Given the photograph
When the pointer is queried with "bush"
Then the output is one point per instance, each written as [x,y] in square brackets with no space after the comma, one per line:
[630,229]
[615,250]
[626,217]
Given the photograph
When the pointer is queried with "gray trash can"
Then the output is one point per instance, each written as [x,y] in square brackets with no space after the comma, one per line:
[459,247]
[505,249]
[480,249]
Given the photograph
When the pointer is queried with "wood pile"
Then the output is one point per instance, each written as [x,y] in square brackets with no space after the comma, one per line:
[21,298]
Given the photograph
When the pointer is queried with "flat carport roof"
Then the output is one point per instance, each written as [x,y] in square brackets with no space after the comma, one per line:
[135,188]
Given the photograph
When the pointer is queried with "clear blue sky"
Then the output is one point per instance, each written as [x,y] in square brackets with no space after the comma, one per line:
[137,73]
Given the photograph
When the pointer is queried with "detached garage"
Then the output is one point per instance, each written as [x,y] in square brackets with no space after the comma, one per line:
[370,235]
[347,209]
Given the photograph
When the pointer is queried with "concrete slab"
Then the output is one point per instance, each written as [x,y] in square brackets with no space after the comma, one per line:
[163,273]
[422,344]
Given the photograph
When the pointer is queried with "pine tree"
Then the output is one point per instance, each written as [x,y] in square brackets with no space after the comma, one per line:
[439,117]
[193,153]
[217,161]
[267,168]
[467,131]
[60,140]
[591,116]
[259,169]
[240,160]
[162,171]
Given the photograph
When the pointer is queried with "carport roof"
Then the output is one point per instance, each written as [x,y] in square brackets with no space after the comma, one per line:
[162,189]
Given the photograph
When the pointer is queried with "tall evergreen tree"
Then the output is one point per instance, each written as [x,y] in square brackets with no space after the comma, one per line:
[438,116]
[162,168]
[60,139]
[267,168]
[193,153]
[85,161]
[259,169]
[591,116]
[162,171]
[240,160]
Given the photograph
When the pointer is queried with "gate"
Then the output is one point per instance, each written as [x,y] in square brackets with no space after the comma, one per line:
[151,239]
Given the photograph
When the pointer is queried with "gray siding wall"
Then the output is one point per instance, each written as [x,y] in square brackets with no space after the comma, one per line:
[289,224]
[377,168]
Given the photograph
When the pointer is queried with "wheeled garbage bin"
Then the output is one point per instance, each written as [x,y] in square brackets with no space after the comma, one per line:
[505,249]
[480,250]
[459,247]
--------------------------------
* [WORK TO BE COMPLETED]:
Transcribe each entry verbatim, leaving none out.

* [SOLUTION FOR THIS TASK]:
Given the photograph
When the pointer is queried with "bush"
Then the output is one point per instance, each written as [x,y] in square brackets with no space after the comma, one per line:
[630,229]
[615,250]
[626,217]
Given the photograph
When the pointer is queried with "gray trash can"
Then the output is one point per instance, each written as [x,y] in square brackets with no space after the comma, one per line:
[459,247]
[505,249]
[480,249]
Given the photograph
When the pointer is queried with "wood pile"
Then the output is one point per instance, each written as [x,y] in square brackets with no space after the comma, one per line:
[21,298]
Given the photograph
When the pointer is queried with "flat carport roof"
Then the output is one point per instance, each written as [x,y] in square brackets with no space after the comma, one per line:
[135,188]
Given the photograph
When the pointer is queried with "clear blue sky"
Then the output is one point per instance, each written as [x,y] in square brackets with no space after the comma, one per line:
[137,73]
Given the photograph
When the pointer is queried with "detached garage"
Then the output is one point per instance, each written as [x,y] in square brackets with no space after the comma, one per line:
[370,235]
[347,209]
Given the photograph
When the pointer is queried with "concrete slab"
Then the output is one point per instance, each written as [x,y] in square brackets with no space after the comma, one per line:
[163,273]
[422,344]
Given the photograph
When the pointer is queried with "pine tree"
Then the output is one point per instance, each written as [x,y] in square brackets with no space after the comma, one per line:
[439,117]
[193,153]
[217,161]
[267,168]
[467,131]
[60,140]
[591,116]
[259,169]
[240,160]
[162,171]
Given the photograph
When the pointer is queried with "carport roof"
Then the output is one point per instance, each written as [x,y] in square brackets with no space after the comma, one per line:
[162,189]
Given the photograph
When the pointer is queried with "tall evergreen tree"
Then the output is one point per instance, each written as [x,y] in square brackets with no space after the comma, one per line:
[438,116]
[162,168]
[60,139]
[267,168]
[193,153]
[85,161]
[259,169]
[591,116]
[162,171]
[240,160]
Given the photograph
When the pointer is queried with "gate"
Then the output is one point per instance, each written as [x,y] in square brackets with no space after the comma, one per line:
[151,239]
Given the photograph
When the pointer is queried with "gray siding wall"
Then the output is one point per instance, each written as [x,y] in square brackets with no space after the comma, one per line:
[289,224]
[377,168]
Given the photograph
When the pointer is queried with "wheeled garbage bin"
Then the output is one point per instance, each written as [x,y] in square brackets with no space after the comma, one per line:
[505,249]
[480,250]
[459,247]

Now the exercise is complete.